======== Document text ========
Moreover, DreamFactory is non-disruptive to existing infrastructure and easily bolts-on to retrofit existing systems for compliance.
Consumers have the right to move their data between vendors, and a vendor is obligated to provide this data to them in a timely manner. An example would be a customer can demand that their PII from one online banking vendor be transferred to another.
DreamFactory normalizes the interface to data. Regardless of how (SQL, NoSQL, storage) or where (cloud, on-prem) it persists you can expose it to data consumers as a single reusable API. This enables external systems to connect to the data using the same interface regardless of its underlying structure or location.
One important capability of DreamFactory’s gateways is that it handles all of the firewall plumbing required to access on-prem systems in cloud portals, providing a secure access mechanism across the data supply chain. Governance
As with any business critical regulation, enterprises need to gauge and track compliance. GDPR places increased emphasis on governance as the penalties can be so severe as to jeopardize the viability of a company.
DreamFactory bakes compliance readiness into the gateway between your data and all of the consumers of your data, with:
- Role based access control at various levels of granularity (e.g. app, record)
- Logging of all API calls accessing data records
- Limiting of API Calls to preemptively protect against attacks
- Reporting on all data activity
What databases are we talking about?
The DreamFactory platform automatically creates RESTified Data Gateways for the following databases:
As of the publication date of this paper, a SAP Hana integration is in late beta, while GraphQL support is additonally offered.
A full list of DreamFactory’s database connections can be seen here. The scope of platform capabilities, including SOAP to REST, EXCEL to REST, as well as integration with SMS, push notifications, Apple/Google technologies and more can be viewed here.
Progressive organizations are re-architecting their infrastructure with API platforms to get ahead of the competition. By taking this approach, enterprises have been able to share their data assets safely with any data consumer they need to support - whether to turbo charge new mobile and web app ecosystems, integrate cross-enterprise data, or create new business opportunities with partners & customers.
Now, with GDPR, there is an emerging and mission critical consumer of enterprise data that an API platform can support: the Data Protection Officer.
The DreamFactory Data Gateway is unique in that it is a unified runtime that automatically enables, controls, and monitors access for any enterprise data system.
To see how DreamFactory can help your organization, please request a demo to see how your digital transformation initiatives can be both automated and readied for GDPR regulations.
4 - Appendix D: Architecture FAQ
Basic System Architecture
DreamFactory is an open source REST API backend that provides RESTful services for building mobile, web, and IoT applications. In technical terms, DreamFactory is a runtime application that runs on a web server similar to a website running on a traditional LAMP server.
In fact, as a base, we require a hosting web server like Apache, NGINX, or IIS. DreamFactory is written in PHP and requires access to a default SQL database for saving configuration. Depending on configuration for caching, etc. it may or may not need access to the file system for local storage. If pre- and/or post-process scripting is desired, access to V8Js or Node.Js may also be required. It runs on most Linux distributions (Ubuntu, Red Hat, CentOS, etc.), Apple Mac OS X, and Microsoft Windows.
========
# Direction
In the DreamFactory text, what programming language is DreamFactory written in?
======== Given data ========
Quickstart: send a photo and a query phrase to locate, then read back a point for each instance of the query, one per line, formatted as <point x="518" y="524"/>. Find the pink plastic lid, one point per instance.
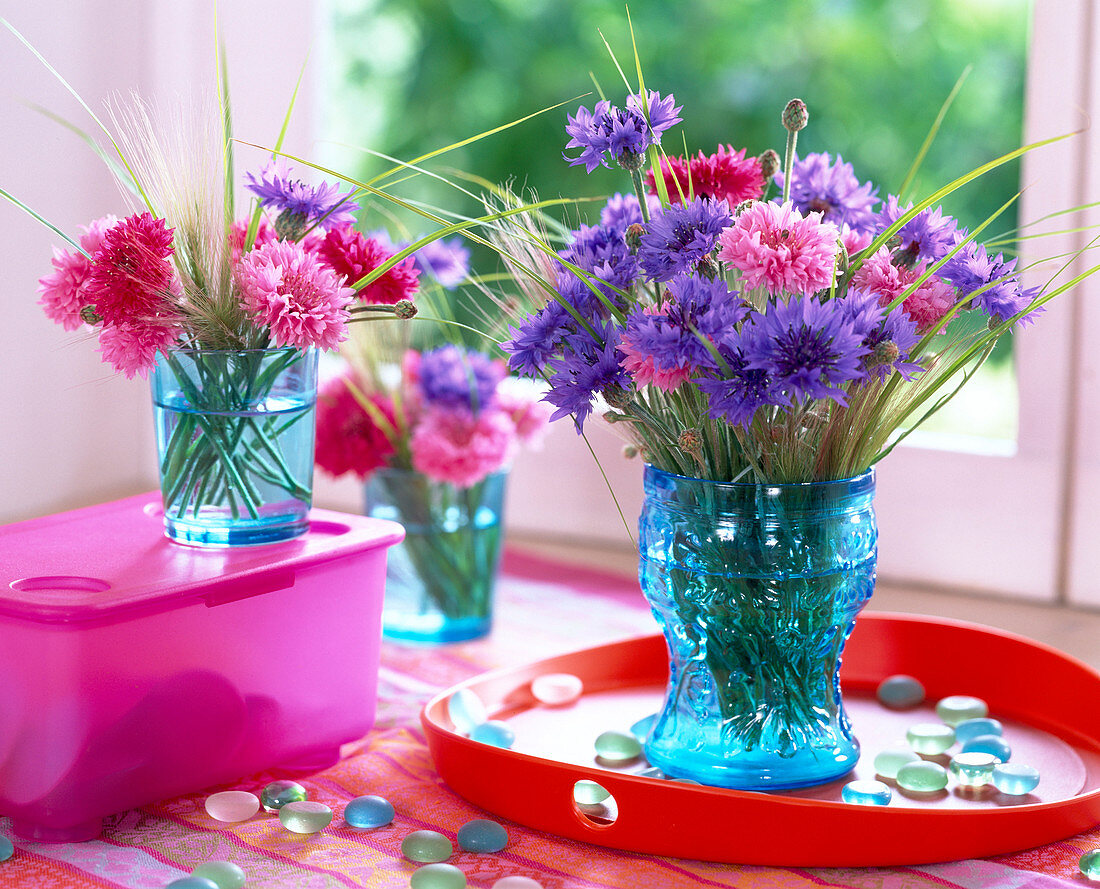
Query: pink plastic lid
<point x="106" y="562"/>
========
# Answer to the task
PHP